### Aim
Please render the lines of the records, from the line with "Where can the grey" through the end of the records, as a Markdown table with columns Row and Line, giving each line a row number and leaving out any blank lines.

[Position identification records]
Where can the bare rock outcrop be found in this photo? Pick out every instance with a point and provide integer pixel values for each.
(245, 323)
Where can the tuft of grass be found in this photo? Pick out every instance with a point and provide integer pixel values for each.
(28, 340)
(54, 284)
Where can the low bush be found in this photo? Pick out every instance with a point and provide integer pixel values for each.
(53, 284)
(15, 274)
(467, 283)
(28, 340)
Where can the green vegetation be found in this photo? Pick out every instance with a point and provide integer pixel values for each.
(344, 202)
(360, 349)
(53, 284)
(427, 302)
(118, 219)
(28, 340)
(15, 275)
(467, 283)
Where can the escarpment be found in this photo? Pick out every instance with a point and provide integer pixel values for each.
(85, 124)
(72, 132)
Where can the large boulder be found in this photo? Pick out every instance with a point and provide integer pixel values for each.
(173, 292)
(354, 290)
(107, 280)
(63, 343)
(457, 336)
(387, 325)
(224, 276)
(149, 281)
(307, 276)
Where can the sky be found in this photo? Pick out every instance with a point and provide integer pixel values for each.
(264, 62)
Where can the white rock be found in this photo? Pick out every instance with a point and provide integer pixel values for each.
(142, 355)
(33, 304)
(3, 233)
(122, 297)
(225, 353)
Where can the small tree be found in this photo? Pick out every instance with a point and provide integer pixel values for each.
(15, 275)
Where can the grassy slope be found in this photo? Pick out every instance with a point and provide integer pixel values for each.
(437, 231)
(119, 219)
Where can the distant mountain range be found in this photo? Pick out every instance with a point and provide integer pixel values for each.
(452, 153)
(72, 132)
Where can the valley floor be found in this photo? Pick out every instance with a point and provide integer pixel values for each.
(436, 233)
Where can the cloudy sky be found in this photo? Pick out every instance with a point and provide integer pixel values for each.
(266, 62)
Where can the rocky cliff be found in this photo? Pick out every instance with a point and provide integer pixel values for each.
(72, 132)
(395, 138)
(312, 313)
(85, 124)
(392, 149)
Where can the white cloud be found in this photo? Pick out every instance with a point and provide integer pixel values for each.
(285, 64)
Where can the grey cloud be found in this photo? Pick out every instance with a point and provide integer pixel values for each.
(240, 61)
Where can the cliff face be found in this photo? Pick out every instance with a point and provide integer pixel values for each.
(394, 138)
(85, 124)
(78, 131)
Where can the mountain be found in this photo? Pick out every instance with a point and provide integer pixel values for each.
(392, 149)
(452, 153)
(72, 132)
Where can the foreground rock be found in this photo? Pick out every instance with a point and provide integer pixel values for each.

### Task answer
| Row | Line |
|---|---|
| 1 | Where can the grey cloud be found in this photo? Pick out every instance with a point and provide integer pixel values for each. |
| 2 | (240, 61) |
| 3 | Where can the cliff face be found in this photo? Pick out every instance with a point and provide integer pixel values for each. |
| 4 | (394, 138) |
| 5 | (85, 124) |
| 6 | (78, 131) |
| 7 | Where can the mountain be found in this photo? Pick out every instance with a point and provide integer pixel values for each. |
| 8 | (392, 149) |
| 9 | (452, 153) |
| 10 | (72, 132) |
| 11 | Where can the foreground rock be found in this photo? Pick out every instance with a point and provide integer pixel values for each. |